======== Reading passage ========

The Australian dollar has strung together three consecutive weekly gains after falling for first five weeks of the year. It posted its highest settlement since February 1 ahead of the weekend. It will begin the week with an eight-day rally in tow. The five-day moving average crossed above the 20-day moving average for the first time since early January and the momentum indicators are trending higher. The $0.6600-$0.6625 area posted the next technical hurdle. On the downside, a break of the $6520 area would be disappointing.
Canada: Canada is among the last of the G10 countries to estimate Q4 23 GDP. The December monthly and fourth-quarter GDP will be reported on February 29. The economy contracted by 1.1% in Q3 23 but likely returned to growth in Q4. The economy may have grown by around 0.2% in December after expanding by 0.2% in November, which ended a three-month stagnation. The median forecast in Blomberg’s month survey is for 0.3% in each of the first two quarters this year. The swaps market has about a 75% chance of a June cut. It was completely discounted at the start of the month.
The US dollar traced a range on February 13, the day the January CPI was reported, against the Canadian dollar that has remained intact since then: roughly CAD1.3440-CAD1.3585. Another way to think of the range is that it is between the 50- and 100-day moving averages (~CAD1.3410-CAD1.3540).The 200-day moving is in the middle of the range The Canadian dollar continues to be sensitive to the general risk environment. The rolling 30-day correlation of changes in the exchange rate and the S&P 500 is around 0.56, the upper end of where is has been over the past year.

======== Source information ========

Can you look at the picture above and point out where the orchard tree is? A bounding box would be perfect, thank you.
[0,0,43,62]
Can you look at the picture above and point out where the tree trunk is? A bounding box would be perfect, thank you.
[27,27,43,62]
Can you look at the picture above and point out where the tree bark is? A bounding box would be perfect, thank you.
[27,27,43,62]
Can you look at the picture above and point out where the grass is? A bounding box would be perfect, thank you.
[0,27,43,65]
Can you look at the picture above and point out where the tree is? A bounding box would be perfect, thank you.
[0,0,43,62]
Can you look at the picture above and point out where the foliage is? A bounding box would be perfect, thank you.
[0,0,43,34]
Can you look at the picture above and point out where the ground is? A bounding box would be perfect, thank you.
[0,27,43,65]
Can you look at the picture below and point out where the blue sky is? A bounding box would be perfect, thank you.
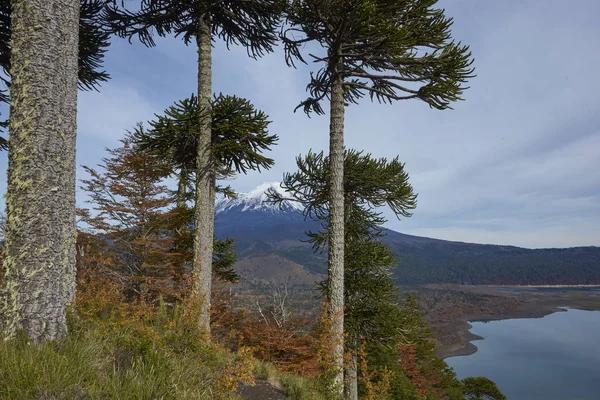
[0,0,600,247]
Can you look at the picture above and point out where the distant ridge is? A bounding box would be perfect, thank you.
[215,182,600,285]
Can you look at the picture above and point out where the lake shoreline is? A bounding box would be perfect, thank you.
[436,286,600,359]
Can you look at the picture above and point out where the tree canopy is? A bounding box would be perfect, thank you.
[0,0,112,144]
[108,0,281,57]
[280,0,474,114]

========

Set of tasks:
#1 In the currency commentary, on what date will Canada report its December monthly and fourth-quarter GDP?
#2 Continue the currency commentary, starting after its last sentence.
The rows can be set aside.

Results of the tasks:
#1 February 29.

#2
Mexico: The economic diary is jammed in the coming days: January trade figures, the central bank’s new inflation report, unemployment, and worker remittances. Also manufacturing PMI and IMEF February surveys are due. However, the data are unlikely to change the impression that the Mexican economy is slowing down. The central bank has already signaled that it is preparing the first rate cut. Even with a quarter-point cut that may be delivered as soon as next month, Mexico’s rates are attractive. Its external account is solid. Last year, for example, Mexico recorded an average monthly trade deficit of $455 mln (vs. an average monthly deficit of $2.2 bln in 2022). Worker remittances averaged nearly $5.3 bln in 2023 (~$4.9 bln average in 2022).
Since mid-January, the US dollar has recorded lower highs and found support near MXN17.00. We continue to detect a change in sentiment toward the peso. A down trendline off the late January high and early February high comes in near MXN17.1170 at the start of the new week and falls to about MXN17.07 by the end of the week. This month, the greenback has not closed outside of the MXN17.03-MXN17.20 range. Our bias is toward an upside break as overweight positions are trimmed. In the futures market, speculators have the largest net long peso since early 2020. Three-month implied volatility has fallen below 9% for the first time since before the pandemic.